*** Block opens ***

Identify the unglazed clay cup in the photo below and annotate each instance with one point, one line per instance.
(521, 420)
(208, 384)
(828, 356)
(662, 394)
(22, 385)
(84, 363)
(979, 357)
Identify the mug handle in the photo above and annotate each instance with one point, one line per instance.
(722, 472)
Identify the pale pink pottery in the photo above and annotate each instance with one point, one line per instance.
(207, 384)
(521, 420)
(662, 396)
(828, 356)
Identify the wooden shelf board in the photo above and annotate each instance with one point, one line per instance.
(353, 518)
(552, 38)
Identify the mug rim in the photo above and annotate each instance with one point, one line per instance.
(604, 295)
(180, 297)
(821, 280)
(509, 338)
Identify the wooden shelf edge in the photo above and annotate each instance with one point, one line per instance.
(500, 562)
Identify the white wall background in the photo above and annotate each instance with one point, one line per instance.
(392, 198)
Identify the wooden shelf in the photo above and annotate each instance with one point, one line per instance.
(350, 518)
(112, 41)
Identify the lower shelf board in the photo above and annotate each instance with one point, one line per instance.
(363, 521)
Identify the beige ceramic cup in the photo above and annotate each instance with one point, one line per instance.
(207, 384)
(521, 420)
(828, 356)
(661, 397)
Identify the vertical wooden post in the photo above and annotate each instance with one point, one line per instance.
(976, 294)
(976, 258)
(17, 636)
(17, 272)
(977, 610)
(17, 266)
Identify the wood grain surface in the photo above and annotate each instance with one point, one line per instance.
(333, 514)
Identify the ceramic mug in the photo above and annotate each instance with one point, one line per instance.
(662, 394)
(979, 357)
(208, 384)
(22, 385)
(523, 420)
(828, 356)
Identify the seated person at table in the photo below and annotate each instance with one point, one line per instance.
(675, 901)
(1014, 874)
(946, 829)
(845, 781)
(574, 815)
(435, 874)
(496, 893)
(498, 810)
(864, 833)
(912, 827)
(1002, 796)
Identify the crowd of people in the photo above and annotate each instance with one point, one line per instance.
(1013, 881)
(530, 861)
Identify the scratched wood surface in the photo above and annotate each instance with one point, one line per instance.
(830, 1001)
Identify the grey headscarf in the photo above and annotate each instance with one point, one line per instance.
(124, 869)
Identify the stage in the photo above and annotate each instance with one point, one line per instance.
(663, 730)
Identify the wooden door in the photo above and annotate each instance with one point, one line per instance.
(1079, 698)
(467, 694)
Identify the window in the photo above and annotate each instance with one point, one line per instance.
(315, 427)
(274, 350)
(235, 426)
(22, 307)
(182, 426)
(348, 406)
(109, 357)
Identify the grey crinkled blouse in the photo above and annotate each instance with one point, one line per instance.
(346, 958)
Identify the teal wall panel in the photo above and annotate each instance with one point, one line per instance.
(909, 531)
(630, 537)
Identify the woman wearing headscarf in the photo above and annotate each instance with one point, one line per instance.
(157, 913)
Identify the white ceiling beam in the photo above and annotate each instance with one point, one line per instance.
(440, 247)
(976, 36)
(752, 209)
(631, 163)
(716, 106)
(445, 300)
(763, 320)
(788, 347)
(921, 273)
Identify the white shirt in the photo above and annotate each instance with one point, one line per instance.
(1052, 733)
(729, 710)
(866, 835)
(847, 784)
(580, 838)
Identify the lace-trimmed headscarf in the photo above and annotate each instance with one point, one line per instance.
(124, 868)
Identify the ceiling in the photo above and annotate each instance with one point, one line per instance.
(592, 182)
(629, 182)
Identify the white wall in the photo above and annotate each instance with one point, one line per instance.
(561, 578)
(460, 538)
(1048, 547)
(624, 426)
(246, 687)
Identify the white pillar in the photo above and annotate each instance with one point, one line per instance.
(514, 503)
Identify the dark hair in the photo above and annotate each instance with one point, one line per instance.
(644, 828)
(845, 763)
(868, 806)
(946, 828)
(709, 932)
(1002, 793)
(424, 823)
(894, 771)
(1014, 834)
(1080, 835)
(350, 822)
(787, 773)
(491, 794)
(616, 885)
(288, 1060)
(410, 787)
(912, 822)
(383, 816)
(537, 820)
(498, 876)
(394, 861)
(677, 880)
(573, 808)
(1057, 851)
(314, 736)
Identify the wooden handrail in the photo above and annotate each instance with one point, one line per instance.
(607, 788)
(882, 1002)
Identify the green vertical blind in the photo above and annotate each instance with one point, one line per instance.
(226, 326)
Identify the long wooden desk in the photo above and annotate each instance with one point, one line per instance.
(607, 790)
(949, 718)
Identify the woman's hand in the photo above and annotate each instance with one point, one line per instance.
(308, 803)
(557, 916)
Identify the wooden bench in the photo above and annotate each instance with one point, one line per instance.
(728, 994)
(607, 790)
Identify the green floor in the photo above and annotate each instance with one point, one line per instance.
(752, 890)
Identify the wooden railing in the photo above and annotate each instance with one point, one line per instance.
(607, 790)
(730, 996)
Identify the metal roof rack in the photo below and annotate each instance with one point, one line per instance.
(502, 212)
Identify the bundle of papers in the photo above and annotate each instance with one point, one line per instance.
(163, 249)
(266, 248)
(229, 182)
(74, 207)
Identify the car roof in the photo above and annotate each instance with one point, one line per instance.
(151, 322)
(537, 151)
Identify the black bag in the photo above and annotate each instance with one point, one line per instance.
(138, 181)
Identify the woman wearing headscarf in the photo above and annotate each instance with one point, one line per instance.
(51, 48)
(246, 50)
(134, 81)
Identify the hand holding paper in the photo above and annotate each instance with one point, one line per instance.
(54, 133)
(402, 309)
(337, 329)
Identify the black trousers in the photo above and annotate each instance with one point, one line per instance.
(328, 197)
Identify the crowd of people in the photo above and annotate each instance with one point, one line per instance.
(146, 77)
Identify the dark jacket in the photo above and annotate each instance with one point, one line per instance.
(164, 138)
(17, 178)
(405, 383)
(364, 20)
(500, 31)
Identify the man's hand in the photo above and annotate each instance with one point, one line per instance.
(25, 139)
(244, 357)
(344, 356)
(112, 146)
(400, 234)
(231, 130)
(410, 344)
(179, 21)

*** Block closes ***

_What you will do_: Retype all of the data word for word.

_Task result_:
Identify the unglazed clay cup in the photo below and annotate each instance with one point, one line per instance.
(521, 420)
(208, 384)
(828, 356)
(662, 394)
(22, 385)
(84, 363)
(979, 357)
Identify the mug handle in the photo above and annotate each instance with one point, one line per instance.
(722, 472)
Identify the pale pink pottery in the photo above and annotate each instance with one point, one line per instance.
(207, 384)
(521, 420)
(662, 396)
(828, 356)
Identify the wooden shelf board in the photo above and annotate each instance with one point, one line per instance.
(353, 518)
(552, 38)
Identify the mug rim in the photo above and annotate each instance with one point, one line per instance.
(604, 295)
(180, 297)
(821, 280)
(509, 338)
Identify the wooden shelf edge in the photo above and annotate each instance with one point, one line per instance.
(500, 562)
Identify the white wall background in the photo above and annotate each instance with one point, one line per instance.
(392, 198)
Identify the wooden shelf in the photo above and annotate each instance with one point, one line per instance.
(350, 518)
(112, 41)
Identify the lower shelf board in the photo above and annotate each instance with one point, one line per instance.
(363, 521)
Identify the beige ceramic cup in the photo above and annotate each instance with one point, one line per instance.
(207, 384)
(521, 420)
(828, 356)
(661, 397)
Identify the vertical wooden post in the photo above and annotate each instance with one point, one line per instance.
(976, 294)
(976, 258)
(17, 636)
(17, 272)
(977, 610)
(17, 266)
Identify the wood grain surface in the photo above and annotate each instance with one point, one line per instance.
(333, 514)
Identify the ceramic mug in the photo above and annotate each instance with one point, one line per instance.
(662, 394)
(979, 357)
(208, 384)
(22, 385)
(523, 420)
(828, 356)
Identify the seated person at table in the photo below and annotate each instance with one point, one line per instance.
(675, 901)
(1014, 874)
(946, 829)
(845, 781)
(574, 815)
(435, 874)
(496, 893)
(498, 810)
(864, 833)
(912, 827)
(1002, 796)
Identify the crowd of people in the photo above and annotate each instance with one point, one line per instance.
(1013, 881)
(530, 861)
Identify the scratched wood surface in the photo above and annotate each instance with one point, one line per instance.
(830, 1001)
Identify the grey headscarf in the photo above and annotate each instance with one point, one line per instance.
(124, 869)
Identify the stage in the photo above and annotate each instance with one point, one line per instance.
(663, 730)
Identify the wooden door in the photo above and annotate each instance with one point, one line per instance.
(1079, 698)
(467, 694)
Identify the window in the photo above and annotate each instance with one point, one line per instance.
(315, 427)
(274, 350)
(235, 426)
(22, 307)
(182, 426)
(348, 406)
(109, 357)
Identify the grey crinkled blouse in the photo above and annotate each instance with one point, one line per instance.
(346, 958)
Identify the teal wall panel in the photo above and annotate each instance with one point, one line per instance.
(909, 531)
(630, 537)
Identify the woman wearing headscarf in the photo above and annotate each instance with one point, one line per instance.
(157, 913)
Identify the white ceiling beam in the photo above and annotate each instance with one point, one line per instance.
(440, 247)
(976, 36)
(752, 209)
(631, 163)
(716, 106)
(445, 300)
(763, 320)
(788, 347)
(921, 273)
Identify the white shirt in the photo above and annotate each instance with one point, one line per instance.
(1052, 733)
(729, 710)
(866, 835)
(847, 784)
(580, 838)
Identify the lace-trimmed headscarf in the photo above and annotate each instance with one point, one line per instance.
(124, 868)
Identify the ceiling in the photo above and annotate each instance with one point, one line per instance.
(592, 182)
(629, 182)
Identify the white wall in the photo above and annotate each instance with one point, one line per instance.
(561, 578)
(460, 538)
(1048, 547)
(624, 426)
(246, 687)
Identify the white pillar in the photo above and annotate each instance with one point, one line per instance.
(514, 503)
Identify the dark hair in the photo above and annotate each instance with one point, one line per instance.
(644, 828)
(845, 763)
(868, 806)
(946, 828)
(709, 932)
(1002, 793)
(424, 823)
(894, 771)
(1014, 834)
(1080, 835)
(350, 822)
(787, 773)
(491, 794)
(616, 885)
(288, 1060)
(410, 787)
(912, 822)
(383, 816)
(537, 820)
(498, 876)
(394, 861)
(677, 880)
(573, 808)
(1057, 851)
(314, 736)
Identify the wooden handrail in the photo above and annotate each instance with one point, one line per instance.
(607, 788)
(882, 1002)
Identify the green vertical blind in the photo above and annotate each instance with one point, one line per instance.
(226, 326)
Identify the long wooden desk in the photo above and annotate each instance with one point, one line per instance.
(607, 790)
(949, 718)
Identify the woman's hand in the photo above and annotate each instance with one point, one line per instance.
(308, 803)
(557, 916)
Identify the wooden bench in the photo above and annotate each instance with one point, one line per instance.
(728, 994)
(607, 790)
Identify the green floor in the photo above and annotate each instance with one point, one line per instance.
(752, 890)
Identify the wooden railing in the photo above and annotate each instance with one point, one line per instance.
(607, 790)
(730, 996)
Identify the metal roof rack in the photo below and annotate each instance with one point, one line per instance.
(502, 212)
Identify the bundle of papers in the photo above and annotate each instance with one point, one line per instance.
(163, 249)
(266, 248)
(229, 182)
(74, 207)
Identify the car roof in the photo above and annotate each instance with one point, one line per instance.
(151, 322)
(537, 151)
Identify the black bag in the photo above and annotate each instance with one point, one line per instance.
(138, 181)
Identify the woman wearing headscarf in the photo above and annotate each instance with one point, one line per instance.
(51, 48)
(246, 50)
(134, 81)
Identify the hand holding paper in the photo above and annotate each instance with one point, one line per instance.
(54, 133)
(402, 309)
(337, 329)
Identify the black trousers in the photo above and annotate each instance with one point, one line per instance.
(328, 197)
Identify the crowd of people in the photo above and annotate each instance with one point, one line per instance.
(146, 77)
Identify the dark jacket in the photo above and annotate each instance with one point, one line per instance.
(164, 138)
(17, 178)
(405, 383)
(364, 20)
(500, 31)
Identify the man's hand in the photo above and annotate each instance with one point, one line per instance.
(25, 139)
(244, 357)
(344, 356)
(112, 146)
(400, 234)
(231, 130)
(410, 344)
(179, 21)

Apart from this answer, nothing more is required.